> _Document segment_:

Automotive service student technicians from across the country ventured to Dearborn earlier this summer to participate in the National Finals of the Ford/AAA Student Auto Skills competition, with two Texas high schoolers ending up the best in the land.
It took the pair-Garrett Johnson and Jacob Tilley of Cy Fair High School in Cypress, Texas-39 minutes, 37 seconds to diagnose and fix their deliberately bugged 2005 Ford Escape. In turn, they took home nearly $94,000 in scholarships and prizes.
The annual competition draws more than 6,000 students nationwide, AAA and Dearborn-based Ford Motor Co. said. More than 50 new Ford vehicles were identically bugged for the hands-on automotive repair test.
James Dunst, Auto Skills contest manager, called student participants from all 50 states ``the most talented young automotive professionals in the country.'' No matter where they placed in the national finals, he added, the more than $5 million in scholarships and prizes the competition provides for every team will help participants continue their education.
In the competition, the vehicles had deliberately installed mechanical problems. The Texas team was the first to drive their vehicle over the finish line.
The second through 10th placed teams were, in the following order: Missouri, Montana, Oregon, North Carolina, Hawaii, Kansas, Wisconsin, Illinois and Idaho.
There is a shortage of about 60,000 trained service and repair technicians, Ford and AAA said, citing the U.S. Dept. of Labor's Bureau of Labor Statistics. The industry size is expected to increase 10-20 percent through 2010.

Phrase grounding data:
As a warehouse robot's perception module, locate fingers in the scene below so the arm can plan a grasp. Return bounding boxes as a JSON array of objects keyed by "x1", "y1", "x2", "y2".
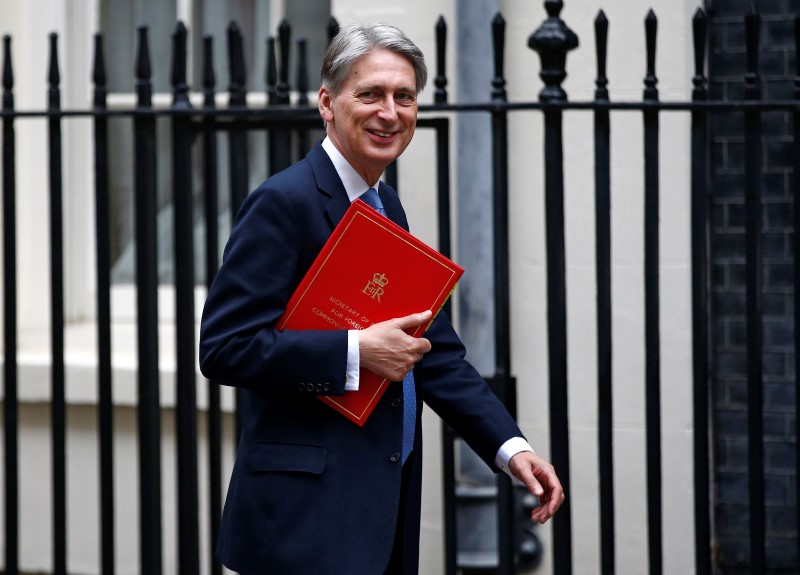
[
  {"x1": 390, "y1": 310, "x2": 433, "y2": 330},
  {"x1": 359, "y1": 310, "x2": 432, "y2": 381},
  {"x1": 509, "y1": 452, "x2": 566, "y2": 523}
]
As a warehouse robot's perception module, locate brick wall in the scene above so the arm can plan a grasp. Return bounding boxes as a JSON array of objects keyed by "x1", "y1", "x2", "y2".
[{"x1": 708, "y1": 0, "x2": 800, "y2": 574}]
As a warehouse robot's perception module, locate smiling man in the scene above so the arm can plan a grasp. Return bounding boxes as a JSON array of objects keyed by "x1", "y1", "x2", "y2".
[{"x1": 200, "y1": 25, "x2": 564, "y2": 575}]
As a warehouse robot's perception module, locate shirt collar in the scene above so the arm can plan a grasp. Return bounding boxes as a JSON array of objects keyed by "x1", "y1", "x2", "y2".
[{"x1": 322, "y1": 136, "x2": 378, "y2": 202}]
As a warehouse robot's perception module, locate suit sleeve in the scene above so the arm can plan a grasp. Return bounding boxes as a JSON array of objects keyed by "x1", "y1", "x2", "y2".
[{"x1": 199, "y1": 184, "x2": 347, "y2": 394}]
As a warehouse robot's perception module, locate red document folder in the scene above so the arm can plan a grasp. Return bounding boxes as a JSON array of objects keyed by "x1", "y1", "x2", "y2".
[{"x1": 277, "y1": 200, "x2": 464, "y2": 426}]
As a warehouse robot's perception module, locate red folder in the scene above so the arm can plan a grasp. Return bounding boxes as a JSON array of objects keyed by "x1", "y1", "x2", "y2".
[{"x1": 276, "y1": 200, "x2": 464, "y2": 426}]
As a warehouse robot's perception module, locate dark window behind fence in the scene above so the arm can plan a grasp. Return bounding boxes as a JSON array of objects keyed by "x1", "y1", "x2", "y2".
[{"x1": 1, "y1": 0, "x2": 800, "y2": 575}]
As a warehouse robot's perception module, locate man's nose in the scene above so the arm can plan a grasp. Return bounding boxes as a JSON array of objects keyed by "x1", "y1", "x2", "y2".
[{"x1": 380, "y1": 95, "x2": 397, "y2": 121}]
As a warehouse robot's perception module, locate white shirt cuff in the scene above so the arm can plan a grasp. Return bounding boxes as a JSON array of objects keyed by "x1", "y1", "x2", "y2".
[
  {"x1": 494, "y1": 437, "x2": 533, "y2": 478},
  {"x1": 344, "y1": 329, "x2": 360, "y2": 391}
]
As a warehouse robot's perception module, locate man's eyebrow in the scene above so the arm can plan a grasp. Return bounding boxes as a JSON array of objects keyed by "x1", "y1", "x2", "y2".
[{"x1": 355, "y1": 83, "x2": 416, "y2": 93}]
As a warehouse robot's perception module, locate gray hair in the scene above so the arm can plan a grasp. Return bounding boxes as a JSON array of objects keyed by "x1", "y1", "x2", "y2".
[{"x1": 320, "y1": 24, "x2": 428, "y2": 94}]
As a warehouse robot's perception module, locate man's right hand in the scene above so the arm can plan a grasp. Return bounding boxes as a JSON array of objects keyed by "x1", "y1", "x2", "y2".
[{"x1": 358, "y1": 310, "x2": 432, "y2": 381}]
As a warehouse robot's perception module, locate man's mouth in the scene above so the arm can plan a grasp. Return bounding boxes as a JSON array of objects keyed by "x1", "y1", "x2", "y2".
[{"x1": 367, "y1": 130, "x2": 395, "y2": 138}]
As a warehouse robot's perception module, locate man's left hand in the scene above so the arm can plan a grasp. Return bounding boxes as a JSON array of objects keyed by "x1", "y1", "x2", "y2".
[{"x1": 508, "y1": 451, "x2": 565, "y2": 523}]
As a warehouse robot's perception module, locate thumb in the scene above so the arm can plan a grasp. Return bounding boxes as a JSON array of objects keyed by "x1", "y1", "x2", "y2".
[{"x1": 395, "y1": 310, "x2": 433, "y2": 329}]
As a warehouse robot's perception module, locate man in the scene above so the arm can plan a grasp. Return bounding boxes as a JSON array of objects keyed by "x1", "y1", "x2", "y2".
[{"x1": 200, "y1": 20, "x2": 564, "y2": 575}]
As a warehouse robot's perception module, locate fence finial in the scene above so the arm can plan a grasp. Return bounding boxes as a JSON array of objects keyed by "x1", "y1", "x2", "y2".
[
  {"x1": 594, "y1": 10, "x2": 608, "y2": 101},
  {"x1": 228, "y1": 21, "x2": 247, "y2": 106},
  {"x1": 644, "y1": 9, "x2": 658, "y2": 100},
  {"x1": 136, "y1": 26, "x2": 153, "y2": 108},
  {"x1": 170, "y1": 22, "x2": 192, "y2": 108},
  {"x1": 692, "y1": 8, "x2": 708, "y2": 100},
  {"x1": 528, "y1": 0, "x2": 578, "y2": 102},
  {"x1": 92, "y1": 32, "x2": 107, "y2": 109},
  {"x1": 492, "y1": 12, "x2": 507, "y2": 102},
  {"x1": 275, "y1": 18, "x2": 292, "y2": 104},
  {"x1": 433, "y1": 15, "x2": 447, "y2": 104}
]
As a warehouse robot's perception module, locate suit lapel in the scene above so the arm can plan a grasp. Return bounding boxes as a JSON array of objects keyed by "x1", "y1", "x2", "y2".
[{"x1": 379, "y1": 182, "x2": 408, "y2": 230}]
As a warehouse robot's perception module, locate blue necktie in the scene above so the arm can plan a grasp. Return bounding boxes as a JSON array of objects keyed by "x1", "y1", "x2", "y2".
[{"x1": 361, "y1": 188, "x2": 417, "y2": 463}]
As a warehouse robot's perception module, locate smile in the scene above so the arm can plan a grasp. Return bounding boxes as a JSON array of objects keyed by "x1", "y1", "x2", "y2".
[{"x1": 367, "y1": 130, "x2": 395, "y2": 138}]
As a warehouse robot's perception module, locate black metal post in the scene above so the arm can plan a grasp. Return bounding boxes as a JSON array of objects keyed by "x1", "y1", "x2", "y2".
[
  {"x1": 3, "y1": 35, "x2": 19, "y2": 573},
  {"x1": 92, "y1": 34, "x2": 116, "y2": 575},
  {"x1": 203, "y1": 36, "x2": 222, "y2": 575},
  {"x1": 528, "y1": 0, "x2": 578, "y2": 575},
  {"x1": 47, "y1": 32, "x2": 67, "y2": 575},
  {"x1": 594, "y1": 10, "x2": 615, "y2": 575},
  {"x1": 133, "y1": 26, "x2": 162, "y2": 575},
  {"x1": 793, "y1": 16, "x2": 800, "y2": 572},
  {"x1": 269, "y1": 20, "x2": 292, "y2": 174},
  {"x1": 644, "y1": 10, "x2": 663, "y2": 575},
  {"x1": 172, "y1": 22, "x2": 200, "y2": 575},
  {"x1": 744, "y1": 10, "x2": 766, "y2": 573},
  {"x1": 228, "y1": 22, "x2": 250, "y2": 444},
  {"x1": 492, "y1": 14, "x2": 520, "y2": 575},
  {"x1": 691, "y1": 8, "x2": 711, "y2": 574}
]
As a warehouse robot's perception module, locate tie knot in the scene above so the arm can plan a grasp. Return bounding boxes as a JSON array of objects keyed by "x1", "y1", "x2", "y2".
[{"x1": 361, "y1": 188, "x2": 385, "y2": 214}]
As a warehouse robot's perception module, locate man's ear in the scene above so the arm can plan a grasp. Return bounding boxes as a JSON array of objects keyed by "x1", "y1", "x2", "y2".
[{"x1": 317, "y1": 86, "x2": 333, "y2": 123}]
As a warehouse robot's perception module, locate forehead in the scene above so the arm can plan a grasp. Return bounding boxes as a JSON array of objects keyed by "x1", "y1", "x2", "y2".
[{"x1": 345, "y1": 48, "x2": 416, "y2": 91}]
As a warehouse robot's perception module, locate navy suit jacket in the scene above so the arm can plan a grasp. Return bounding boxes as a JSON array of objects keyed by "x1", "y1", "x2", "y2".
[{"x1": 200, "y1": 144, "x2": 521, "y2": 575}]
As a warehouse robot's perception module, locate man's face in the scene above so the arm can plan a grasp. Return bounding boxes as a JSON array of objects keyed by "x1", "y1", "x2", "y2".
[{"x1": 319, "y1": 48, "x2": 417, "y2": 184}]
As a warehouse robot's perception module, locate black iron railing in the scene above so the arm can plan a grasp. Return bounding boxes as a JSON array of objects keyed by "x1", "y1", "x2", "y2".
[{"x1": 0, "y1": 0, "x2": 800, "y2": 574}]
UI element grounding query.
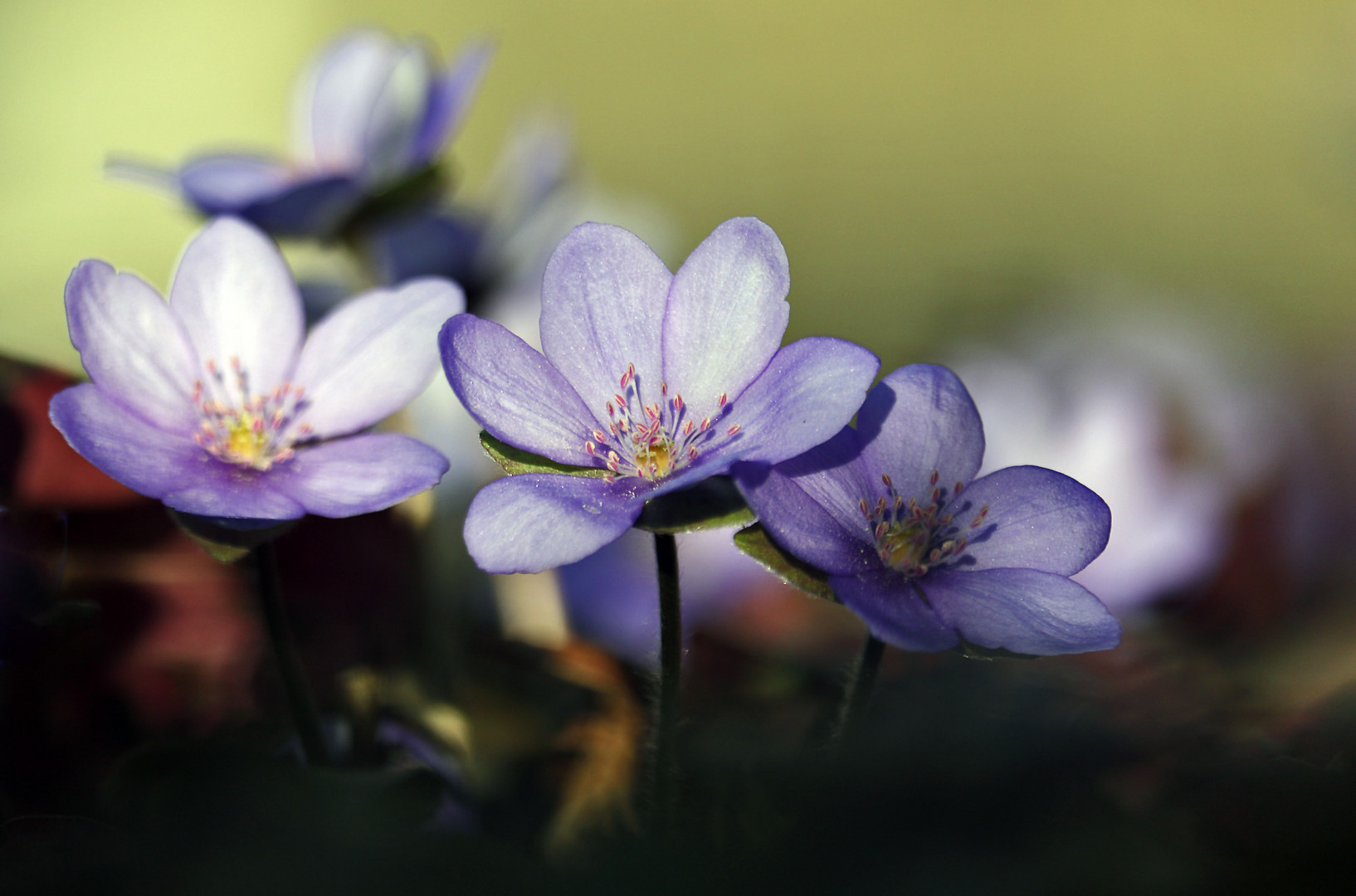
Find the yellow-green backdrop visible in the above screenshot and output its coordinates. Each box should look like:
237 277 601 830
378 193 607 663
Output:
0 0 1356 368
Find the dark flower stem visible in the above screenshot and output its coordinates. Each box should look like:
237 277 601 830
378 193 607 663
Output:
250 543 329 767
654 533 682 834
832 631 885 753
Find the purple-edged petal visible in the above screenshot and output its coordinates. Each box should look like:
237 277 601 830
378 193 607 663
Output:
732 430 880 575
665 218 792 420
918 569 1120 656
240 175 363 239
828 569 960 652
269 432 447 517
438 314 597 466
169 218 305 393
66 261 198 431
295 28 398 173
293 278 466 439
465 473 641 572
857 365 984 504
49 383 206 498
947 466 1110 576
720 336 880 464
412 41 495 165
541 224 670 424
362 43 434 186
179 153 295 214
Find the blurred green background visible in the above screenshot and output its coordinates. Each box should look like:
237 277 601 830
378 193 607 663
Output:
0 0 1356 370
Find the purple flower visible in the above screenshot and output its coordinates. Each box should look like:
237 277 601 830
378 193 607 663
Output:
50 218 462 520
734 365 1120 655
110 30 492 237
439 218 880 572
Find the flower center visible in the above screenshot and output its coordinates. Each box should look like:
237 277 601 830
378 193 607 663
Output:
584 363 742 481
857 470 988 579
193 358 312 470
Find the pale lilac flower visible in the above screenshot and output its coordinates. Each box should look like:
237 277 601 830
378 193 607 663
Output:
954 310 1321 614
734 365 1120 655
50 218 462 522
109 28 492 237
439 218 879 572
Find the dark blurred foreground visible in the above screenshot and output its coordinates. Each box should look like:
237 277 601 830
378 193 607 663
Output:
0 352 1356 896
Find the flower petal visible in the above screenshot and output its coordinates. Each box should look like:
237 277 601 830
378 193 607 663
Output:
465 473 641 572
179 153 295 214
947 466 1110 576
169 218 305 393
857 365 984 504
66 261 198 431
828 569 960 652
438 314 597 466
269 432 447 517
362 43 432 186
295 28 400 175
412 41 495 165
239 176 363 240
665 218 792 420
541 224 672 424
160 471 306 528
918 569 1120 656
293 278 466 439
49 382 206 498
732 430 880 576
721 336 880 464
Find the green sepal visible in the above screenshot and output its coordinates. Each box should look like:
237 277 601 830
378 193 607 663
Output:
480 430 607 479
735 523 841 603
636 475 754 535
165 507 301 562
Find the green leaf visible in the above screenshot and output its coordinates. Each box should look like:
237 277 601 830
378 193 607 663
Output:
636 475 754 535
480 430 607 479
735 523 838 603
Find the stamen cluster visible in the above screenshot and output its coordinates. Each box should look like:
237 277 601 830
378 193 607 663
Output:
584 363 742 481
193 358 313 470
857 470 988 579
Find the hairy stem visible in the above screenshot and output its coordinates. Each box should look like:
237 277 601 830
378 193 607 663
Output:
654 533 682 834
832 631 885 753
250 543 329 767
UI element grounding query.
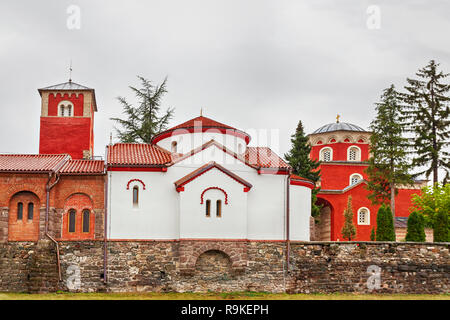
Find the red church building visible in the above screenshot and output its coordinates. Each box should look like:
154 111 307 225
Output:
308 116 431 241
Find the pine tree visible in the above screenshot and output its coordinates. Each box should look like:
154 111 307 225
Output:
366 85 412 217
111 76 173 143
403 60 450 184
405 210 426 242
433 210 450 242
284 121 320 217
341 196 356 241
376 204 395 241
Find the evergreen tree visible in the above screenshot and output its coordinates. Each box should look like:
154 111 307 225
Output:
433 210 450 242
284 121 320 217
403 60 450 184
111 76 173 143
341 196 356 241
405 210 425 242
366 85 412 217
376 204 395 241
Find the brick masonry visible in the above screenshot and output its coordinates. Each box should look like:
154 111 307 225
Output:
0 240 450 293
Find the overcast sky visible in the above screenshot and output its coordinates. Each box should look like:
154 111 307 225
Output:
0 0 450 159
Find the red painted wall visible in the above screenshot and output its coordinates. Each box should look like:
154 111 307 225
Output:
48 93 84 117
39 117 93 159
320 164 367 190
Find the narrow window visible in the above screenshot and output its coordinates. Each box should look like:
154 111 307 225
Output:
172 141 178 153
216 200 222 218
28 202 34 220
17 202 23 220
206 200 211 218
133 186 139 207
83 209 91 233
69 209 76 232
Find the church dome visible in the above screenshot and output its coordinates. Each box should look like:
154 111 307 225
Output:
312 122 367 134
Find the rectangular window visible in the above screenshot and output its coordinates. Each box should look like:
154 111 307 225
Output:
69 209 76 232
216 200 222 218
83 210 90 233
206 200 211 217
28 202 34 220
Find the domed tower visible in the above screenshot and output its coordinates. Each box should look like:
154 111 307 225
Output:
38 80 97 159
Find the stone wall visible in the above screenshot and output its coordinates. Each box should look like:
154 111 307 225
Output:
0 240 450 293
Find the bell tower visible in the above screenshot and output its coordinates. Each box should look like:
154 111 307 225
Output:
38 80 97 159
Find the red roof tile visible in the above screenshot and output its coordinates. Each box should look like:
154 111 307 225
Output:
108 143 172 166
245 147 290 169
60 160 105 174
0 154 69 172
174 161 252 188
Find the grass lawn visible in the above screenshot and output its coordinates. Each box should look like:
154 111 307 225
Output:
0 292 450 300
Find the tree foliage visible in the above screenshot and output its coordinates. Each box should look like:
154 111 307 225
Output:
111 76 174 143
341 196 356 241
402 60 450 184
366 85 412 215
284 121 320 217
376 204 395 241
405 211 426 242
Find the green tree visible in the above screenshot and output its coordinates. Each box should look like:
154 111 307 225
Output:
366 85 413 218
376 204 395 241
405 211 426 242
433 211 450 242
412 183 450 228
284 121 320 217
111 76 174 143
341 196 356 241
402 60 450 184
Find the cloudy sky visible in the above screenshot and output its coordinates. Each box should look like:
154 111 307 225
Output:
0 0 450 155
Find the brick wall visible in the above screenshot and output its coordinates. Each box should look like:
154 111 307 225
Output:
0 241 450 293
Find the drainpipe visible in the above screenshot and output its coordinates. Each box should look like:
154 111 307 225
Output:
45 172 62 281
45 155 70 281
286 169 292 273
103 147 108 283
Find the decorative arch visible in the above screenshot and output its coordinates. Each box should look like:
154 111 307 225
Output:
200 187 228 204
127 179 145 190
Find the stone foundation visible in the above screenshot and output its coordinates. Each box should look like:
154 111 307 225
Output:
0 240 450 293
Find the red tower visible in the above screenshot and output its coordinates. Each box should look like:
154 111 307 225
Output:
308 118 426 241
38 80 97 159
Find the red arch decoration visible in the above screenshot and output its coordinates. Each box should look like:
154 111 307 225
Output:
127 179 145 190
200 187 228 204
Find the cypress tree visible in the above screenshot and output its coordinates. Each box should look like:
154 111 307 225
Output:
284 121 320 217
341 196 356 241
405 210 426 242
433 210 450 242
376 204 395 241
366 85 412 217
402 60 450 184
111 76 173 143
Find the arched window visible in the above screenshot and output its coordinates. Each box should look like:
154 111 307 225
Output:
216 200 222 218
83 209 91 233
133 186 139 207
17 202 23 220
320 148 333 162
68 209 77 233
358 208 370 225
350 173 362 185
347 146 361 161
172 141 178 153
205 200 211 218
58 101 73 117
27 202 34 220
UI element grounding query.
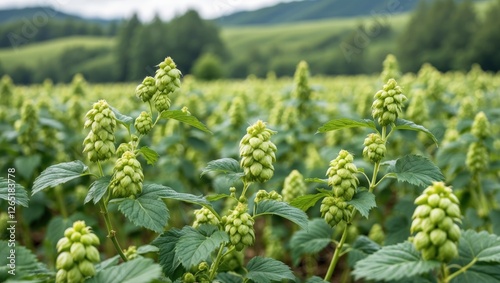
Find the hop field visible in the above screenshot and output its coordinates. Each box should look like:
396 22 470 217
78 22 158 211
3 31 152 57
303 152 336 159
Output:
0 57 500 282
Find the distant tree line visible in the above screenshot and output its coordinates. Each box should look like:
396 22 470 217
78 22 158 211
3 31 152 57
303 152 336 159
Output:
398 0 500 71
0 18 118 48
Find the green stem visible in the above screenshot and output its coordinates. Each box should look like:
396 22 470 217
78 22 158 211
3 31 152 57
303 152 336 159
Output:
324 224 349 282
240 181 252 201
444 258 477 283
208 245 224 282
97 161 128 261
55 186 68 219
99 200 128 261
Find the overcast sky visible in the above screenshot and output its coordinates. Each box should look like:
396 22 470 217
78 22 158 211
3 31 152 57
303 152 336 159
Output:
0 0 292 21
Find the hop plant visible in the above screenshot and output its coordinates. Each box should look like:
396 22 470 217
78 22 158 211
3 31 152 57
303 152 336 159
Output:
380 54 401 82
83 100 116 162
221 250 243 271
155 92 171 112
363 134 386 163
155 57 182 94
281 170 307 202
465 142 488 173
254 190 283 203
411 182 461 262
240 120 277 183
56 221 100 283
222 202 255 251
326 150 359 201
109 151 144 198
368 223 385 245
228 96 247 127
406 89 429 124
134 111 153 135
135 76 158 102
320 197 351 227
193 207 219 228
372 79 407 126
123 246 137 260
292 61 311 110
472 111 491 140
14 100 38 154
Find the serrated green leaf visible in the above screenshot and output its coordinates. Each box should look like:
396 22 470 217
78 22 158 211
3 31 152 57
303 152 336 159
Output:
290 192 329 211
201 158 245 184
215 272 243 283
394 118 438 147
245 256 295 283
205 194 231 202
254 200 307 229
353 241 441 281
14 154 42 180
148 184 212 206
108 105 134 126
95 255 120 272
161 110 212 134
118 185 170 233
387 155 444 187
347 235 380 268
137 245 159 254
83 176 111 204
85 257 161 283
139 146 160 165
318 118 377 133
0 177 29 207
31 160 88 195
151 228 185 280
458 230 500 262
175 227 229 269
451 261 500 283
304 178 328 184
306 276 328 283
347 190 377 218
290 218 333 265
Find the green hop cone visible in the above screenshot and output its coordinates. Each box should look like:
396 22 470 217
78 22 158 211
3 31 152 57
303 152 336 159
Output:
83 100 116 162
56 221 100 283
134 111 153 135
326 150 359 201
154 92 171 112
254 190 283 204
372 79 407 126
155 57 182 93
411 182 461 262
193 207 219 228
281 170 307 203
380 54 401 82
123 246 137 260
472 112 491 140
320 197 351 227
135 76 157 102
109 151 144 198
363 134 386 163
465 142 489 173
240 120 277 183
223 203 255 251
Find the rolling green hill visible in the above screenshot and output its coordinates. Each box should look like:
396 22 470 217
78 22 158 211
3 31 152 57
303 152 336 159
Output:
0 36 114 70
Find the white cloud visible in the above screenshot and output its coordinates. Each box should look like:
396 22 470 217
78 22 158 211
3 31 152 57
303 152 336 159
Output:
0 0 291 20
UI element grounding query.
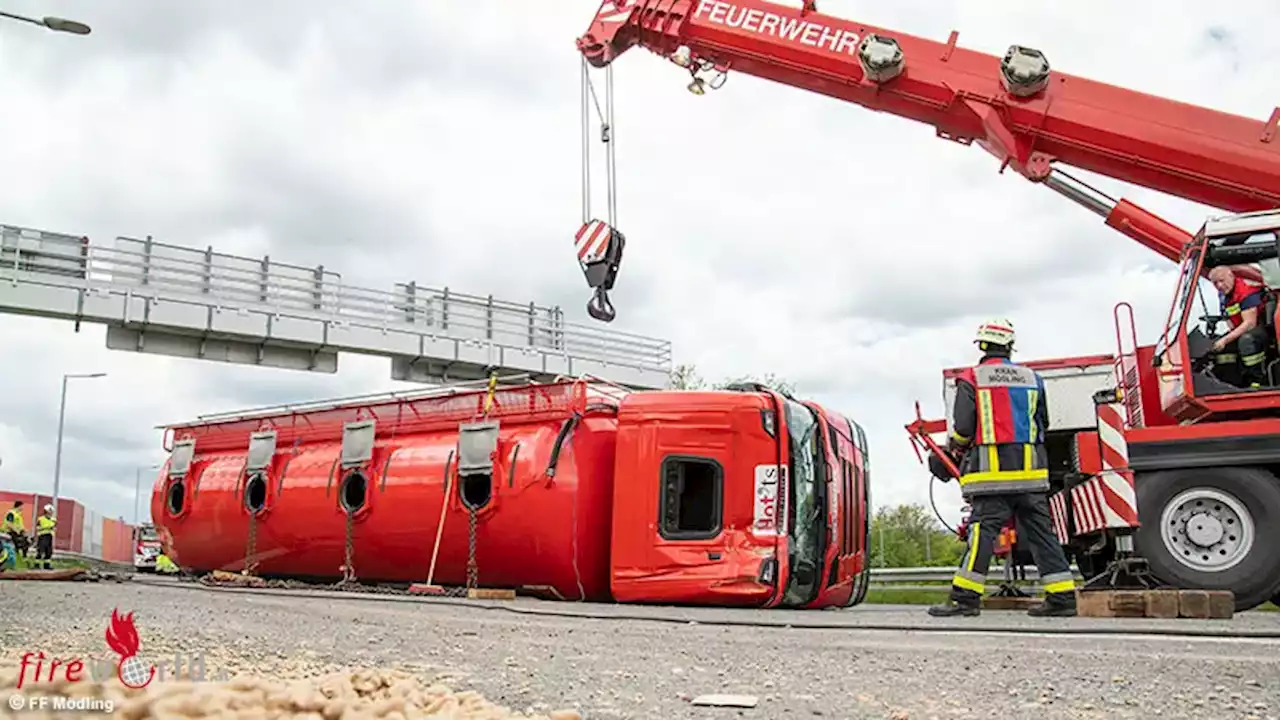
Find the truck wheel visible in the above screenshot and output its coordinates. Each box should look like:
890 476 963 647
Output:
1135 468 1280 611
845 569 872 607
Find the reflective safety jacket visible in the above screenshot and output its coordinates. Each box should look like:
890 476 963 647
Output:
156 552 178 573
950 356 1048 497
0 509 27 533
1217 277 1263 328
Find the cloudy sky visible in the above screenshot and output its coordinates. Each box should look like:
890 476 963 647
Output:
0 0 1280 532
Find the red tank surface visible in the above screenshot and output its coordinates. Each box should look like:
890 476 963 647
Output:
151 382 618 600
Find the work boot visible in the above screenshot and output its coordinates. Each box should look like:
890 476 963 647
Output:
929 598 982 618
1027 592 1075 618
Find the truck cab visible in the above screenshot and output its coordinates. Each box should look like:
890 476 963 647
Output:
1156 210 1280 423
611 386 869 607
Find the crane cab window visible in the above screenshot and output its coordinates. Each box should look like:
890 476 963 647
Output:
658 456 724 539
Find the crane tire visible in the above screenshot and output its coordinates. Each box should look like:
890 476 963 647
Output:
1135 468 1280 612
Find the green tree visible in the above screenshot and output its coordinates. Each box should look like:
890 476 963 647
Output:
671 364 796 395
870 505 964 568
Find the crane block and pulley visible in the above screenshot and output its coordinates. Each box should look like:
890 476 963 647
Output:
577 0 1280 271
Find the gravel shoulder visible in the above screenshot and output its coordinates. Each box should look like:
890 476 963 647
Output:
0 582 1280 719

> _Work order_: In the article on the Ford/AAA Student Auto Skills competition, how long did the winning Texas team take to diagnose and fix their vehicle? The items stand apart from the article and have no connection to it.

> _Result of the exercise_: 39 minutes, 37 seconds.